## [Work order]
Retype all of the entries exactly as they appear.

## [Record excerpts]
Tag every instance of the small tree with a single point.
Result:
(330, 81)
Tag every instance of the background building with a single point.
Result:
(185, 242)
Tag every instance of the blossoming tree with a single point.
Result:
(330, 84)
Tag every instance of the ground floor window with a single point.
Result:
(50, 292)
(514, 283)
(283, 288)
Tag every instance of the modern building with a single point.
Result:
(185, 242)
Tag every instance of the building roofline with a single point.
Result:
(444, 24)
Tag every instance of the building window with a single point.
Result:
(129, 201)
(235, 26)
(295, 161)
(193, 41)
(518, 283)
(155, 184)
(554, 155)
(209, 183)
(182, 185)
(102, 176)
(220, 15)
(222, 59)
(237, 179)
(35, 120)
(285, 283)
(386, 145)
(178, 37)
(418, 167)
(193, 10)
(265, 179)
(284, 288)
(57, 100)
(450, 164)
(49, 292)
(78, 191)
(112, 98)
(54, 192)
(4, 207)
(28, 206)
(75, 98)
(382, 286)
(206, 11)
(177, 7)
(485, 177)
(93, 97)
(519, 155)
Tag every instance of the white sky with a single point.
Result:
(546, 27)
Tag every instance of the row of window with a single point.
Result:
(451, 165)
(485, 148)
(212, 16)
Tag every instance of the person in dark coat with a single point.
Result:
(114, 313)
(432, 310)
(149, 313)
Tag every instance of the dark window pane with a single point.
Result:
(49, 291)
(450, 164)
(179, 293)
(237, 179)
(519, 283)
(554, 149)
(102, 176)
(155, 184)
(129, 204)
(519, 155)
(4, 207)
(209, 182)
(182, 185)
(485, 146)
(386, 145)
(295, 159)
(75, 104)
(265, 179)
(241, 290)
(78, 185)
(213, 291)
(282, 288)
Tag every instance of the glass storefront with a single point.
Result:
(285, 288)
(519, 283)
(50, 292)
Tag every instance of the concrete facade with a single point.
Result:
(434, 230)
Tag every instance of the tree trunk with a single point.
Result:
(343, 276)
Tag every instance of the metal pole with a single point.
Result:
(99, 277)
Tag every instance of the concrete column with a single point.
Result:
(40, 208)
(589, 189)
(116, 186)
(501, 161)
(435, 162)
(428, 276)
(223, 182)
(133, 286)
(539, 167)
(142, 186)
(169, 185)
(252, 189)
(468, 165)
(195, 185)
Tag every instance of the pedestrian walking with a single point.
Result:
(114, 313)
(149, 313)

## [Task output]
Tag every instance of the small tree with a single point.
Result:
(330, 81)
Tag every instance of the background building with a single point.
Result:
(185, 242)
Tag every instance of the blossoming tree with a single point.
Result:
(330, 84)
Tag every instance of the ground floor window with a single point.
Result:
(50, 292)
(514, 283)
(283, 288)
Tag every instance of the modern building with a single point.
Result:
(185, 242)
Tag every instance of the building roofline with a single point.
Result:
(444, 24)
Tag every instance of the building window with a single point.
Result:
(129, 201)
(235, 26)
(295, 161)
(193, 41)
(518, 283)
(155, 184)
(554, 155)
(209, 183)
(182, 185)
(102, 176)
(220, 15)
(222, 59)
(237, 179)
(35, 120)
(285, 283)
(386, 145)
(178, 37)
(418, 167)
(193, 10)
(265, 179)
(284, 288)
(57, 100)
(450, 164)
(49, 292)
(78, 191)
(112, 98)
(54, 192)
(4, 207)
(28, 206)
(75, 98)
(382, 286)
(206, 11)
(177, 7)
(485, 177)
(93, 97)
(519, 155)
Tag every instance of the white sky with a single point.
Result:
(546, 27)
Tag every instance of the row of window with a single point.
Result:
(451, 165)
(485, 148)
(212, 16)
Tag every instance of the person in dark coat with a single point.
Result:
(114, 313)
(432, 310)
(149, 313)
Tag every instance of the dark window pane with a single point.
Result:
(49, 291)
(450, 164)
(179, 293)
(237, 179)
(519, 283)
(554, 149)
(102, 176)
(155, 184)
(129, 204)
(519, 155)
(4, 207)
(209, 182)
(182, 185)
(485, 146)
(386, 145)
(295, 159)
(75, 104)
(265, 179)
(241, 290)
(78, 185)
(213, 291)
(282, 288)
Tag every instance of the glass storefront with a single point.
Result:
(285, 288)
(519, 283)
(50, 292)
Tag every instance of the concrete facade with a single point.
Result:
(434, 230)
Tag every instance of the tree trunk with a single point.
Result:
(343, 276)
Tag every instance of the metal pole with a single point.
Result:
(99, 277)
Tag every instance of the concrete column with a single point.
Result:
(40, 208)
(589, 189)
(116, 186)
(501, 161)
(435, 162)
(428, 276)
(223, 182)
(133, 286)
(539, 167)
(142, 186)
(169, 185)
(252, 189)
(468, 165)
(195, 185)
Tag every instance of the pedestrian walking with a single point.
Result:
(114, 313)
(149, 313)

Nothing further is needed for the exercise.